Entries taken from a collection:
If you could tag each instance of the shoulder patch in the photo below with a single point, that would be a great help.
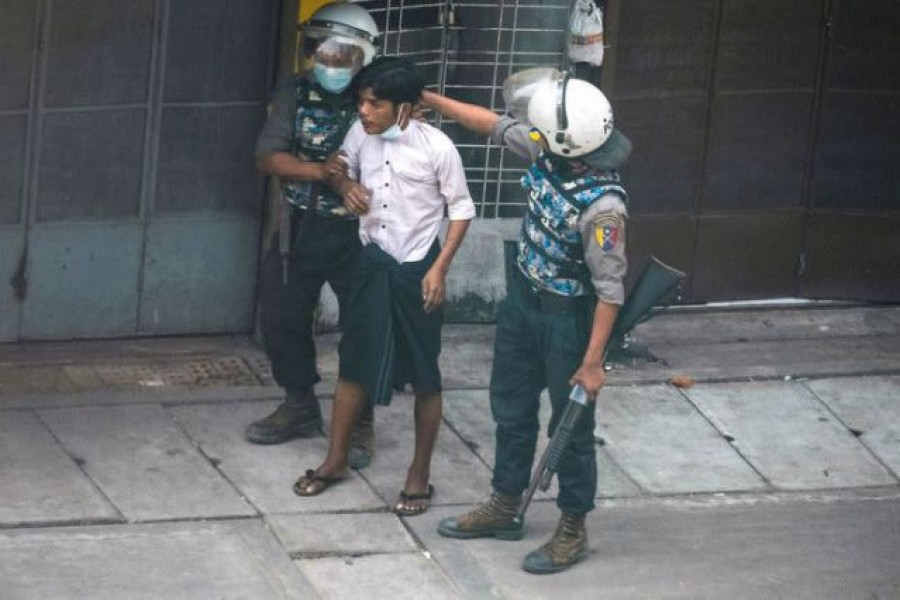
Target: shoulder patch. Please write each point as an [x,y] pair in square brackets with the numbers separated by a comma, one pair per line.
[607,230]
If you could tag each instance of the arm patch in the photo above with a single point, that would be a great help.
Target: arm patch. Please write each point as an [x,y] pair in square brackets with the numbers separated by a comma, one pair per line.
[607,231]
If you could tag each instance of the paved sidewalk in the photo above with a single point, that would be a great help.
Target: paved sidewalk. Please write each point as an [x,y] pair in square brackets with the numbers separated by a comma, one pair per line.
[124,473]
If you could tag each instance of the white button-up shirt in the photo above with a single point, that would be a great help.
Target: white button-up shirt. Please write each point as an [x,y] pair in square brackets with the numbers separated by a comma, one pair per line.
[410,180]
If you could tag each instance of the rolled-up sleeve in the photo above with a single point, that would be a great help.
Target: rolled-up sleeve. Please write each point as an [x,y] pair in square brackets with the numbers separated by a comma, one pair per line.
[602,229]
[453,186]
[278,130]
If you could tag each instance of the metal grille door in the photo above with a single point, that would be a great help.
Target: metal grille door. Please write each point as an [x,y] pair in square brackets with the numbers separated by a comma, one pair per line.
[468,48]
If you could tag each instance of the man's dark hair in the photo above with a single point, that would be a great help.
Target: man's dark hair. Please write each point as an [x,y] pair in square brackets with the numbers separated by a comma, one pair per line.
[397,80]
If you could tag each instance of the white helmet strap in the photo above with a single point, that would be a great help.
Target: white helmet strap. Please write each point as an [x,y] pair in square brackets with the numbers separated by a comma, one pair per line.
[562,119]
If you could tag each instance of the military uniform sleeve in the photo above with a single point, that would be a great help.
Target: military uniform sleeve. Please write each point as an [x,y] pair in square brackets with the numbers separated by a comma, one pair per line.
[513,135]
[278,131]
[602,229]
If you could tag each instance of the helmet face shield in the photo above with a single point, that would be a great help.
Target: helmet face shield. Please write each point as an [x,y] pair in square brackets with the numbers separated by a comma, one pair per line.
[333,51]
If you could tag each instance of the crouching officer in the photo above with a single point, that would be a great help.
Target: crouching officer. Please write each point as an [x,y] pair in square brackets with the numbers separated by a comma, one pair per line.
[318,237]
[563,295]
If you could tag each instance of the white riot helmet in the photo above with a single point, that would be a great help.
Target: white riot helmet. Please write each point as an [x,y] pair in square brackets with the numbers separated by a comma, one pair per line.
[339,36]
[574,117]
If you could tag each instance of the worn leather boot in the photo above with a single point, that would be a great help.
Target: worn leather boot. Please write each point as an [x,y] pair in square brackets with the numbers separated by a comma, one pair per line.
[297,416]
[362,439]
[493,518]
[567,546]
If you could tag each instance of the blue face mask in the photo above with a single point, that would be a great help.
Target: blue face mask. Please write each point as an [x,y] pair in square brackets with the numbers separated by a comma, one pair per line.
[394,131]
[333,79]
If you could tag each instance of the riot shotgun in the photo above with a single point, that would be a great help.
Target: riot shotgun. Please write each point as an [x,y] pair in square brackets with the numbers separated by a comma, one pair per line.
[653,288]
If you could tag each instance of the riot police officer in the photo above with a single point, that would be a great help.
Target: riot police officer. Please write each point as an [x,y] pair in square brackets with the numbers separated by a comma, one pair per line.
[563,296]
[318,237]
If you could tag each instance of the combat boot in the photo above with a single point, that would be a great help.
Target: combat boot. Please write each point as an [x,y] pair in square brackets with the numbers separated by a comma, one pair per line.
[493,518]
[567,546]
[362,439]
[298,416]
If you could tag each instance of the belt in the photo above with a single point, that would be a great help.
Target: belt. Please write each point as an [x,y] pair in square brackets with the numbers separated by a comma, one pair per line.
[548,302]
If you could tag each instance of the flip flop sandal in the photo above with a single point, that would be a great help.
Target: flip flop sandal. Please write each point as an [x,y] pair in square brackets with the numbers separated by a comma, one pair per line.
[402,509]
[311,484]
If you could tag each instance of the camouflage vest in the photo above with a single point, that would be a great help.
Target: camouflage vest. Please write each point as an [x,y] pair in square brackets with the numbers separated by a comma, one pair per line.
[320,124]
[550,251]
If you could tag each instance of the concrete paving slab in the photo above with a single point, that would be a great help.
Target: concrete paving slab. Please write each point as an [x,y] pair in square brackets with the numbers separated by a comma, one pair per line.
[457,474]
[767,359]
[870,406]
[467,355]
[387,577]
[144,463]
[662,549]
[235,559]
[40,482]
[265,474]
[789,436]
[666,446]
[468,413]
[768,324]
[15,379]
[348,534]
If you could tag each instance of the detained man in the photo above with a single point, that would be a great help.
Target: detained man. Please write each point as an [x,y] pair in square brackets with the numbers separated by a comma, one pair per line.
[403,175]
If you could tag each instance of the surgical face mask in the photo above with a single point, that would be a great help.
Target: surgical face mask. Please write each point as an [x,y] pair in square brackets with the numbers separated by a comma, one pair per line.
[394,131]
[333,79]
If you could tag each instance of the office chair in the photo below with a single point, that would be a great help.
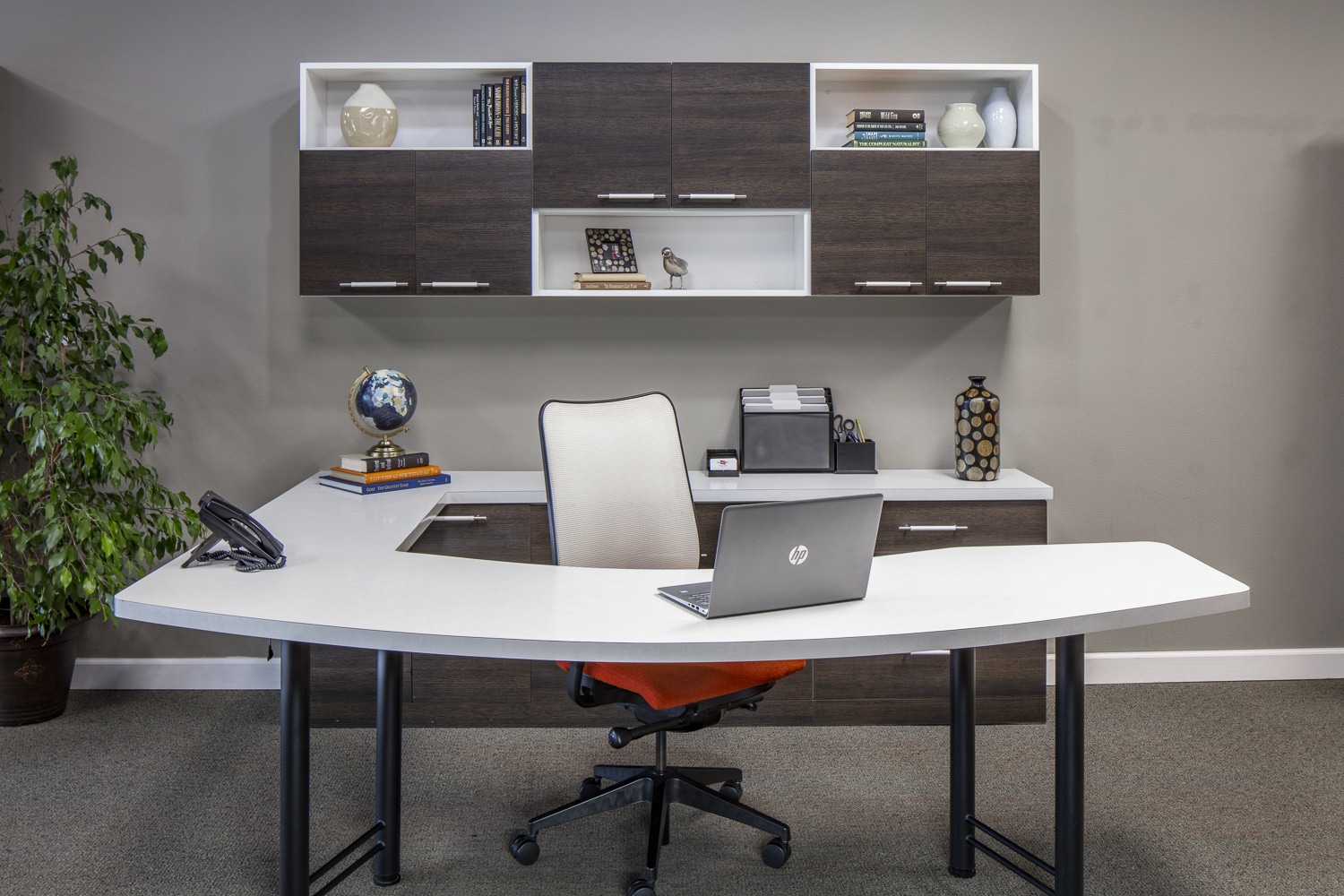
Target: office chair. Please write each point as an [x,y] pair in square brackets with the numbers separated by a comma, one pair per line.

=== Task prompt ===
Copy out each record shown above without alteration, skipping any picture.

=== The response ===
If you could tag each instance of the shoulder patch in the photo below with a single point, that would be a great help.
Target: shoulder patch. Please write each point as an [x,y] pair in square brackets with the numbers separated by a comma, one pair per line.
[607,230]
If you could tag each instance of the arm patch in the photo above with a single point, that would be a great help.
Target: arm patch. Please write each point as an [x,y] pair in square brackets with the numbers separated by a comma, one pair per line.
[607,231]
If you could tag each instance of the paved sidewalk in the photo above with a single point, that would be a great help.
Target: paved sidewalk. Please write each point as an [x,y] pair in square brackets with the numbers separated by a comma, one pair per line.
[124,473]
If you could tag each instance of the white button-up shirt in the photo above with a single point, that would be a great help.
Target: white button-up shirt. Please write each point as an [x,y] pair in square brackets with the numbers separated by a comma, one pair per line.
[410,180]
If you could tag each instance of the rolled-up sleeve in the photo above with a single point, that would be a great help.
Target: rolled-up sleeve. Please write each point as an [x,y] pair in square brackets with the numbers separated by a comma, one pair per line.
[602,229]
[453,186]
[278,130]
If you could tag each instance of the metal grille door in the photo above with a single point, that would be a great help.
Target: metal grille door. Please write each point as an [x,y] pair in square brackets with the numbers separated by a comma, one pair per line.
[468,48]
If you could tag each instance of the man's dark hair in the photo above with a single point, that would be a great help.
Target: man's dark hair. Please write each point as an [x,y] pair in square brackets with the numbers separated by a comma, one pair per line.
[397,80]
If you could tag each instance of the white helmet strap in the photo above with a single point, that would be a great help.
Target: white helmet strap. Please write each point as an [x,y] pair in square brackets with the numbers separated by a comma, one pair per line.
[562,119]
If you could tag each instance of the military uniform sleeve in the photo above with a single point, that would be a great help.
Target: military uniform sleeve. Please write each point as an [x,y] pair in square brackets with the numbers separated by a comma, one pair per line.
[513,135]
[278,131]
[602,229]
If you could tag each instance of the helmet face shield in the photo above with a single point, that would be a great help.
Target: helmet face shield. Please write each point as an [x,y] pair in square brackets with the numbers separated by a comma, one pair per line.
[333,51]
If you could tag each instance of the crouching officer in the photo above with a single point, that would be a great help.
Target: crouching officer. Please write each point as an [x,y] pair in square brackets with the numbers separated by a comma, one pair per line.
[318,237]
[563,295]
If you could tag each instance of the white riot helmet in the photo above with a single point, that would be a great help.
Target: white riot helmet. Please write each point as an [x,y] pair in square brackets with the numbers separated by a comma, one pair per line.
[339,36]
[574,117]
If you could tag each instance of the worn leather boot in the photo above with a single point, that would be a great help.
Target: worn leather boot. Please write each point as an [x,y] pair in square brackets with the numbers separated by a comma, one pair per line.
[297,416]
[362,439]
[493,518]
[567,546]
If you could tag each instance of the blue face mask in the photo above with a single point, that would be a great help.
Target: blue face mask. Please write each point as an [x,y] pair in square brackets with the numbers separated by a comma, one pair per line.
[394,131]
[333,79]
If you could tag each instance of the riot shotgun in the photo above with a single point, that would be a great help.
Target: riot shotgun. Please write each point as an [x,y] pair in square brackets with the numbers separated by a comma, one pair per line.
[653,288]
If you could tag each instance of the riot police officer in the photo above with a single point, that would be a great help.
Target: riot police officer. Please write each point as an [x,y] pair in square brackets with the numbers separated by a comma, one pair per line.
[563,296]
[318,237]
If you could tag each instance of the combat boot in the photo above with a single point, that would be a great help.
Target: combat boot. Please write each point as an [x,y] pair in square brackets with the numbers separated by a comma, one pair per line.
[493,518]
[567,546]
[362,439]
[298,416]
If you could tag each instance of the belt in the photo above with a single point, that would be a great help.
Target: belt. Please write each point as an [x,y] pair in square brackets with the numbers separated by a comma, one pair per line.
[548,302]
If you could tag each instance of the flip flop sandal in the photo above with a single point, that would be a great help.
Target: flip flop sandal. Please write each point as an [x,y] pair in square brackets with the numbers separated by a comma, one pair per line.
[402,509]
[311,484]
If you could tag each instance of the camouflage vest in the photo above with a single point, that would be a great help.
Target: camouflage vest. Please write each point as an [x,y] pair in square brackets with the numbers separated by a comma, one pair per line.
[320,124]
[550,251]
If you could tag each instance of the concrete paving slab in the photo above with a single point, that would be a great help.
Target: concrete paving slab. Please write each point as an [x,y] pair in square brackets with the numbers separated by a comma, one pair per line.
[457,474]
[767,359]
[870,406]
[467,355]
[387,577]
[144,463]
[662,549]
[235,559]
[40,482]
[265,474]
[789,436]
[666,446]
[468,413]
[768,324]
[15,379]
[348,534]
If you could tag each instance of the detained man in the photo above with a single point, that would be a great help.
Target: detained man. Please write each point as an [x,y] pair in square brackets with the numbers separated by a comma, one pair per line.
[403,175]
If you could tag each instance of the surgical face mask in the photo above with a single point, that would be a great help.
Target: surgical face mask. Please write each point as an [x,y] pair in square brackets with the numbers separated by a comma, one pair per line.
[394,131]
[333,79]
If you could tag each instance of the office chair in the photo below with a single point, that would be a great help.
Target: office chair. Please write each point as an [x,y] pair in square brackets with the numbers separated by a comma, one pair per line.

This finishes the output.